<<<<

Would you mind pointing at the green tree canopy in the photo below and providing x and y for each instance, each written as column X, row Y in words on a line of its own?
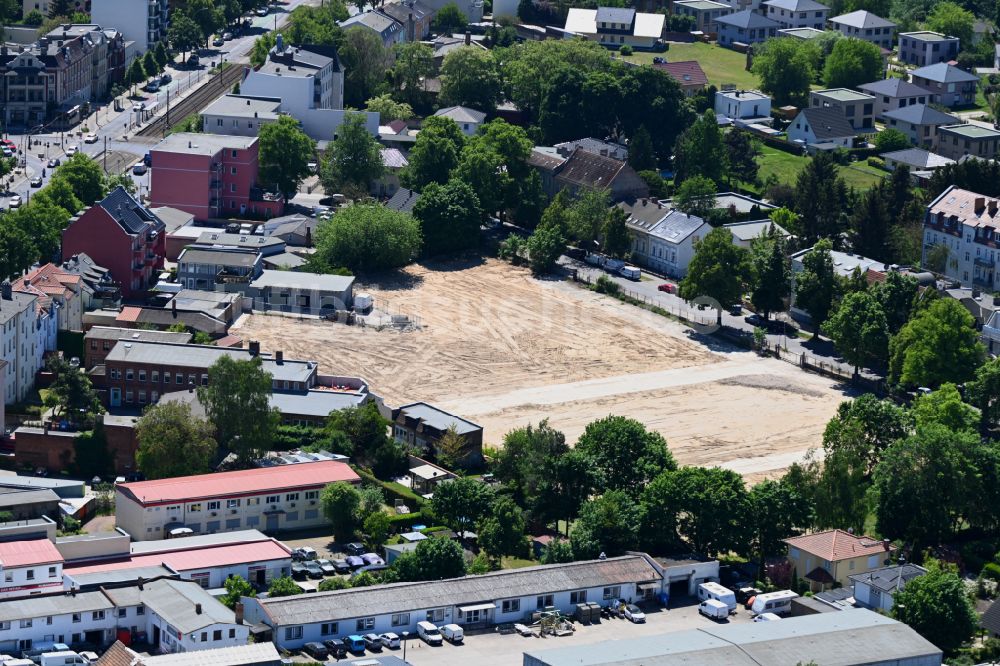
column 624, row 453
column 368, row 237
column 173, row 442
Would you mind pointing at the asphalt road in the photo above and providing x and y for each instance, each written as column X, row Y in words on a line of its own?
column 114, row 127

>>>>

TASK DETAILS
What is wanted is a verbatim transcription of every record above, pictures excluded.

EXPECTED ANSWER
Would you mind pointing at the green tree canopy in the photo below and providing x and y for each instance, each written as column X, row Y in words on a line of its own?
column 624, row 453
column 368, row 237
column 173, row 442
Would you mind pointing at the asphalt road in the photo above and providing x and y for each instance, each written as column X, row Y in words on a line of its own?
column 114, row 127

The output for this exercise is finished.